» AIM OF THE TASK: Count the lines in the entries that contain the string "maple", and reply with that number alone.

(Recorded data)
● ● ●

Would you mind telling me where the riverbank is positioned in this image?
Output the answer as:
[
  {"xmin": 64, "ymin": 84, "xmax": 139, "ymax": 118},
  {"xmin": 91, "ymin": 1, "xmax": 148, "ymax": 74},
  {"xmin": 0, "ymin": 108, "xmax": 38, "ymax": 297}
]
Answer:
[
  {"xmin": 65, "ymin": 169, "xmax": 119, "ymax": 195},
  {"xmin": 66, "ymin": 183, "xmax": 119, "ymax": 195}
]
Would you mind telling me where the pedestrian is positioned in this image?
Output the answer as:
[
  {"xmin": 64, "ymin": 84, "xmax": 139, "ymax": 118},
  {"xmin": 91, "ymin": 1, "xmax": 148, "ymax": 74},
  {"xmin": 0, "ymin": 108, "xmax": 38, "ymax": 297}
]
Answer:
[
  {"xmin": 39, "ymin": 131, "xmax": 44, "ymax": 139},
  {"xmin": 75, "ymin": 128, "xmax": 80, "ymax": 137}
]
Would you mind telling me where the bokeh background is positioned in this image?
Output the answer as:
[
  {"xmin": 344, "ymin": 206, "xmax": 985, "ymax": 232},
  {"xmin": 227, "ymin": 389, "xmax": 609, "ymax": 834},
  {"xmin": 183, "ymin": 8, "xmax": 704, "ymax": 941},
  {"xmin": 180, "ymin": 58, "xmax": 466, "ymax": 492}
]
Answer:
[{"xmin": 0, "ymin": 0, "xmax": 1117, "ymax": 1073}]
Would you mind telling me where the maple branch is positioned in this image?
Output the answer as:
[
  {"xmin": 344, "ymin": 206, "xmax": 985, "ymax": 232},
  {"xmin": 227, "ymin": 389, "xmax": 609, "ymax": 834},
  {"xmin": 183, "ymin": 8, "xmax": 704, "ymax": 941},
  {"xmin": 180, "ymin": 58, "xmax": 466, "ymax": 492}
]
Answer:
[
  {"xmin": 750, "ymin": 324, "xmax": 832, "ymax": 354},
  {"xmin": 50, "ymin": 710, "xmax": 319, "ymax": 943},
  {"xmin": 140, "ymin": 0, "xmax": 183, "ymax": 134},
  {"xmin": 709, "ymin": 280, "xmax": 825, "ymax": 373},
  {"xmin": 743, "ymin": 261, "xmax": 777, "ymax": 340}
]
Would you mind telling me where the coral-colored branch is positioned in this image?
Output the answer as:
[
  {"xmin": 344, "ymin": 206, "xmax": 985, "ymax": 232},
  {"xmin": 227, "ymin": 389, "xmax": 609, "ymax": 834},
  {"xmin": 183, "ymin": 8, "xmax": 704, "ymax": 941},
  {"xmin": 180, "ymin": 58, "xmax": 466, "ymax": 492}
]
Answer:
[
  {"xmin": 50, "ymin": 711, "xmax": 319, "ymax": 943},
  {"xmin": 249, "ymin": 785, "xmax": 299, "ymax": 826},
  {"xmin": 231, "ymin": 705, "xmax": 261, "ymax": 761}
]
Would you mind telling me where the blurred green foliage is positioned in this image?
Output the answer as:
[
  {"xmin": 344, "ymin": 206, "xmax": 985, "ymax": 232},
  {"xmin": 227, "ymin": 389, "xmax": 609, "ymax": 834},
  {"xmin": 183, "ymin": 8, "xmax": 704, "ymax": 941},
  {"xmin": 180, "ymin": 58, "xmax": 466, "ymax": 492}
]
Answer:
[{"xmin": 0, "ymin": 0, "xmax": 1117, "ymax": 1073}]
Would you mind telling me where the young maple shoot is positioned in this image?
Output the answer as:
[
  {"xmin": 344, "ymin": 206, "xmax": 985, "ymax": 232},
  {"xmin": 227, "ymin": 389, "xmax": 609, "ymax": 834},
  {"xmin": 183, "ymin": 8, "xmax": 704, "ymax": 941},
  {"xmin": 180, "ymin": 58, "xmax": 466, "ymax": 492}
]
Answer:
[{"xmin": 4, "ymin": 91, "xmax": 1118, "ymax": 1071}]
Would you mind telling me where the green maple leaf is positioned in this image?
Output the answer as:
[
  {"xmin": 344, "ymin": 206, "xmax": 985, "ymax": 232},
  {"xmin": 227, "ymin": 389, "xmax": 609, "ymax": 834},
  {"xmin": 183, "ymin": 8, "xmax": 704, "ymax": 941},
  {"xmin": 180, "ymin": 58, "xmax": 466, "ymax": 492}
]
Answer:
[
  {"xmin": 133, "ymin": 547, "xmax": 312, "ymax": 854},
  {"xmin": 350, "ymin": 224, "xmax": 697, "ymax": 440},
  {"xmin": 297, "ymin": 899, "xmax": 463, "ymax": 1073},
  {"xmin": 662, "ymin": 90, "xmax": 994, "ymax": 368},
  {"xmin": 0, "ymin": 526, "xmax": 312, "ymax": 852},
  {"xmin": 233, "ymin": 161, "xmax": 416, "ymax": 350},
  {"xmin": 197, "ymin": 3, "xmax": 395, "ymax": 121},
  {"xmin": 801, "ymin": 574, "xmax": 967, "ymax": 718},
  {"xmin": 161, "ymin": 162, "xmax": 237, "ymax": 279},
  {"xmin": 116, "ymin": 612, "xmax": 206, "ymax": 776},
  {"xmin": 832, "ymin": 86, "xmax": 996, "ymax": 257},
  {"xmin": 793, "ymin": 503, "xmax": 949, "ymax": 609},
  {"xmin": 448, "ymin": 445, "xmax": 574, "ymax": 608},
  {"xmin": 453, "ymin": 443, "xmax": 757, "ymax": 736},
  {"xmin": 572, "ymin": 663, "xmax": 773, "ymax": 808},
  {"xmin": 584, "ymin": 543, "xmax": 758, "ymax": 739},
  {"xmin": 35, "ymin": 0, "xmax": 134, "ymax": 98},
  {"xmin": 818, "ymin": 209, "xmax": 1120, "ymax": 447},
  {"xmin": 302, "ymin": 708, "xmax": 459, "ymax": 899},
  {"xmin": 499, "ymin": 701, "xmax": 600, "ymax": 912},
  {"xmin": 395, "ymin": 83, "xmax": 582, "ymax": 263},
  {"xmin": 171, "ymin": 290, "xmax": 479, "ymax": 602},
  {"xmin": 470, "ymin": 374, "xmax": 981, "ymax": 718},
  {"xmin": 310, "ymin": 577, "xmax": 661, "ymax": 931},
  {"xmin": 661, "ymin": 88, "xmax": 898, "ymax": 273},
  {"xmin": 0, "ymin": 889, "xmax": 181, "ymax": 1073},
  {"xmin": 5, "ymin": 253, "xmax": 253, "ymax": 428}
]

● ● ●

» RIGHT ANSWER: 3